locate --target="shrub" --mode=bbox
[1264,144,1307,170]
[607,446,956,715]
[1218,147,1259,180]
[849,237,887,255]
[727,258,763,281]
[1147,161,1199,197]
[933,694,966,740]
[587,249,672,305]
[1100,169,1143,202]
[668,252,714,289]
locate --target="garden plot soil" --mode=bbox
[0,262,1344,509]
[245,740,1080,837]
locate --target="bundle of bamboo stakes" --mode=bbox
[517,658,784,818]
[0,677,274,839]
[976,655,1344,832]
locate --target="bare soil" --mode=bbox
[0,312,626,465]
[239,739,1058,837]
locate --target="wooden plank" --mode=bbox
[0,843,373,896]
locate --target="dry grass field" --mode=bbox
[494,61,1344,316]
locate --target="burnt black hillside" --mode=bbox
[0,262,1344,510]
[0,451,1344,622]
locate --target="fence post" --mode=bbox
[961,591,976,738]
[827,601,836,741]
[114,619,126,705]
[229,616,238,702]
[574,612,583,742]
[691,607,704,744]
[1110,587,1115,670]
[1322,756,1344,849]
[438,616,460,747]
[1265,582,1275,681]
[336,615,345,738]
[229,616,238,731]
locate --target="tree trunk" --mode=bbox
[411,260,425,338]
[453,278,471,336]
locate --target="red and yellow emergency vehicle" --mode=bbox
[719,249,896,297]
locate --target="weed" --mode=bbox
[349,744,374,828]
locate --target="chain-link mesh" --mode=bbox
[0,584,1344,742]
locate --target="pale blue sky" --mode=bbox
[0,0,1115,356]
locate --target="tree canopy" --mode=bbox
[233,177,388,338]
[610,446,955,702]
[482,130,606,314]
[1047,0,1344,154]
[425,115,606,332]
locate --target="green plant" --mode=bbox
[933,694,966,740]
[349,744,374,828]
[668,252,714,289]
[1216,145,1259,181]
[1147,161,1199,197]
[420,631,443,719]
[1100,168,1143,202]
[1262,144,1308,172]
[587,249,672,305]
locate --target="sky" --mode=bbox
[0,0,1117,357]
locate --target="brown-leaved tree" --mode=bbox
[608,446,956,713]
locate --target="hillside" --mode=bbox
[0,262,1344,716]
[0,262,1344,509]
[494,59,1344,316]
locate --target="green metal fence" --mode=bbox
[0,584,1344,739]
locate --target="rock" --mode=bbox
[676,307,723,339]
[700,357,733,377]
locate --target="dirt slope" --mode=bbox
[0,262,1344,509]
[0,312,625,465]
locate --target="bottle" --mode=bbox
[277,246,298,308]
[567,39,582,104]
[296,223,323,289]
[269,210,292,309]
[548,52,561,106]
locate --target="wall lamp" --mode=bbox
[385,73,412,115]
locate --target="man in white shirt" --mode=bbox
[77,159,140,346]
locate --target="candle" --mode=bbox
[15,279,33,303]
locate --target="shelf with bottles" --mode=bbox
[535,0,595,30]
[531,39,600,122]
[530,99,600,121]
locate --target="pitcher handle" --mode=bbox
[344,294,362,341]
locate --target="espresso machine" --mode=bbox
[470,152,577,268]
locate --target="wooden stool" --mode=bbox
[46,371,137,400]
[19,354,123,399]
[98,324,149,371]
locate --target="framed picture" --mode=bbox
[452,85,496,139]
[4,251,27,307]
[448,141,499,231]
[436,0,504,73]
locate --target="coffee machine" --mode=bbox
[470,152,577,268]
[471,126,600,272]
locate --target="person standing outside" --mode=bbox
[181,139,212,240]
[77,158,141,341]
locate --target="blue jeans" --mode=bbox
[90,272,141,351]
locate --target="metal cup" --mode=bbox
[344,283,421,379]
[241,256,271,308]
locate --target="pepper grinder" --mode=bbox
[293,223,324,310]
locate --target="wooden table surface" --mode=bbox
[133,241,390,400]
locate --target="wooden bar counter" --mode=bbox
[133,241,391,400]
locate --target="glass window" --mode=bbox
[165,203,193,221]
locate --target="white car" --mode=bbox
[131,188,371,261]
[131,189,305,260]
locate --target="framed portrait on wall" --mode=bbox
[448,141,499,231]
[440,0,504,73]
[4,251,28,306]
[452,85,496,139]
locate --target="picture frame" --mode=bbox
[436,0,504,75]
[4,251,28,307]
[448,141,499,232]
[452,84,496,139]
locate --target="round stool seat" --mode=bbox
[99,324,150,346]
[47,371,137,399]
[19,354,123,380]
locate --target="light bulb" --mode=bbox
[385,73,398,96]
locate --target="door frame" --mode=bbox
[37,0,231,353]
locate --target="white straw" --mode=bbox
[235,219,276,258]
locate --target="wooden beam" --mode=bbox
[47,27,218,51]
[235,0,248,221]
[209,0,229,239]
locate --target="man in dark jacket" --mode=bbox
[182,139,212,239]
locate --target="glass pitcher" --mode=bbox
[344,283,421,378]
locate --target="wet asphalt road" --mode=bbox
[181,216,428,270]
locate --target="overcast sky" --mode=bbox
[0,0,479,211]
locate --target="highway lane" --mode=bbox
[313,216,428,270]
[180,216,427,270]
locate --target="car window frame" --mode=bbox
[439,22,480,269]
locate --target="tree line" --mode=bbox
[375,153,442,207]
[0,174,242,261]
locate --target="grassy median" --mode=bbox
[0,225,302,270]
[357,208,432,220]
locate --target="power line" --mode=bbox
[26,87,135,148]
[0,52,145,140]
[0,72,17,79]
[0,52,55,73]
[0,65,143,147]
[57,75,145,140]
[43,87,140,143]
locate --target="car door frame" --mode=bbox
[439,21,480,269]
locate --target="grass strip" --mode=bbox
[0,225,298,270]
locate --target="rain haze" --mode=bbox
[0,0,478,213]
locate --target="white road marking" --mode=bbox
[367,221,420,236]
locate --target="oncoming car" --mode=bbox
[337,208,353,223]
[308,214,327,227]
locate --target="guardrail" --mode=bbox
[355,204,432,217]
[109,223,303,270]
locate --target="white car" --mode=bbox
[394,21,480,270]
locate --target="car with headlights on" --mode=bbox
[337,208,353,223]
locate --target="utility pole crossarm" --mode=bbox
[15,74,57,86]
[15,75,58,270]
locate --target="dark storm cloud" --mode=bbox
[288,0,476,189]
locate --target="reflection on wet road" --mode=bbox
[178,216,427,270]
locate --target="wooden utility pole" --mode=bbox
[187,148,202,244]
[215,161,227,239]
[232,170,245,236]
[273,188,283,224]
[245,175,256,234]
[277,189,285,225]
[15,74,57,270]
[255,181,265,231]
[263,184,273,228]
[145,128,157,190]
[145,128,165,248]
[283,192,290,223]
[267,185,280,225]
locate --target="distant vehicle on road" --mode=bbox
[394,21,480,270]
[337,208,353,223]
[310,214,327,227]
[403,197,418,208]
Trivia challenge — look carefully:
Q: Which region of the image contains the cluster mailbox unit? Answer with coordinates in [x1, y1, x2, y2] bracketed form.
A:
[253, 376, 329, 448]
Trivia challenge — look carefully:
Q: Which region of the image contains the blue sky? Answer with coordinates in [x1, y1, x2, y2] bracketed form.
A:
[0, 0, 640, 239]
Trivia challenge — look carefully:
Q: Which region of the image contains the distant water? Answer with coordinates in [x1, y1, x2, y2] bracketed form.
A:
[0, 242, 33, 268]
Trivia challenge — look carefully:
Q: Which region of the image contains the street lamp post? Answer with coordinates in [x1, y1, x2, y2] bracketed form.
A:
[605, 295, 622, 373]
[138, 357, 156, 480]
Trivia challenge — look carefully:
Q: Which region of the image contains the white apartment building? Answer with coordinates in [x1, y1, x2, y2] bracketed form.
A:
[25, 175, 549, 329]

Goal: Rewrite the entries from the first line through the line containing "[0,843,373,896]", substituting "earth" for "soil" and leaving everything else unchanged.

Solution:
locate --target="shrub" --mode=bbox
[1264,144,1307,170]
[607,446,956,715]
[1218,147,1259,180]
[849,237,887,255]
[727,258,763,281]
[1147,161,1199,197]
[933,694,966,740]
[587,249,672,305]
[1100,169,1143,202]
[668,252,714,289]
locate --target="garden plot earth" --mode=bbox
[0,262,1344,509]
[245,740,1080,837]
locate --target="bundle of bamboo stakes" --mode=bbox
[517,658,784,818]
[0,677,274,839]
[976,655,1344,832]
locate --target="bare earth" --mode=bbox
[0,312,626,465]
[239,739,1058,837]
locate --target="wooden plank" --mode=bbox
[0,843,373,896]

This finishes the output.